- Your instructions:
Among the records below, find the line that has "Put a marker on every instance of the concrete foundation"; from there, give the lines again exactly, and stop after the line that has "Put a marker on every instance of the round".

- Data section:

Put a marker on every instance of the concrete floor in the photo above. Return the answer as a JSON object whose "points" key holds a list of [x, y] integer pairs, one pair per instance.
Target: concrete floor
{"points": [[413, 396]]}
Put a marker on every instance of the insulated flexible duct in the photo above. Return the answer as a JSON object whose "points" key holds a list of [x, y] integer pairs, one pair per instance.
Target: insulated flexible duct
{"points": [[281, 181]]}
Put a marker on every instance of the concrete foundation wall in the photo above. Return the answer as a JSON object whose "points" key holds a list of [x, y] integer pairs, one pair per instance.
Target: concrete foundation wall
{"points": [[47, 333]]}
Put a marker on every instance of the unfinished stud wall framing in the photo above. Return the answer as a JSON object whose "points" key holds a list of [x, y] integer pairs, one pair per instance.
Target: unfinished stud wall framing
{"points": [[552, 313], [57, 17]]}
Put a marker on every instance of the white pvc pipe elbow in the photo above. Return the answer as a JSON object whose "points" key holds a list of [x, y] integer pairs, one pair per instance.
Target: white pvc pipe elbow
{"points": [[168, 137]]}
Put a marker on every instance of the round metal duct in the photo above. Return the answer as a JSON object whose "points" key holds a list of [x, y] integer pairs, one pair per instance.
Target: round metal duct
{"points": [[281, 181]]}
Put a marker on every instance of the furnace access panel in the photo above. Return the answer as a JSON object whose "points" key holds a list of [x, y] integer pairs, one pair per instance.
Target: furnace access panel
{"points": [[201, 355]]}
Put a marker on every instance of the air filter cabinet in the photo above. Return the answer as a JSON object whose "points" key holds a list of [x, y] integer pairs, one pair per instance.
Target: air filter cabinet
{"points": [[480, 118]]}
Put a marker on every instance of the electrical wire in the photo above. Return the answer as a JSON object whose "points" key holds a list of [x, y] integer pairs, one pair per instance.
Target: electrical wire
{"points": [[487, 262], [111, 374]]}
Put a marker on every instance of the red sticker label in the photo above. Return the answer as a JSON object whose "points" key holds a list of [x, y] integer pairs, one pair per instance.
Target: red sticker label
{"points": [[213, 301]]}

- Answer section:
Put a marker on every instance of the concrete foundation wall in the photo above. Return the answer as a JSON object whose "points" key holds a list of [x, y] integer pairs, one pair per instance.
Target: concrete foundation wall
{"points": [[47, 333]]}
Put a marker on every instance of the unfinished stud wall framing in the photo above. Return the answer as a JSON object whose "points" key holds a list of [x, y] integer pairs, one pair per instance.
Target: unfinished stud wall framing
{"points": [[552, 313], [57, 17]]}
Put a marker on every instance of the white pvc pipe elbow in the photo above. Return the answer as a JSON object whose "points" key holds a list of [x, y] integer pairs, one pair per instance.
Target: white pvc pipe elbow
{"points": [[168, 137]]}
Put a marker on every instance of the round metal duct in the photo above. Return the answer as a JSON object whose "points" key holds a list of [x, y] integer pairs, one pair per instance.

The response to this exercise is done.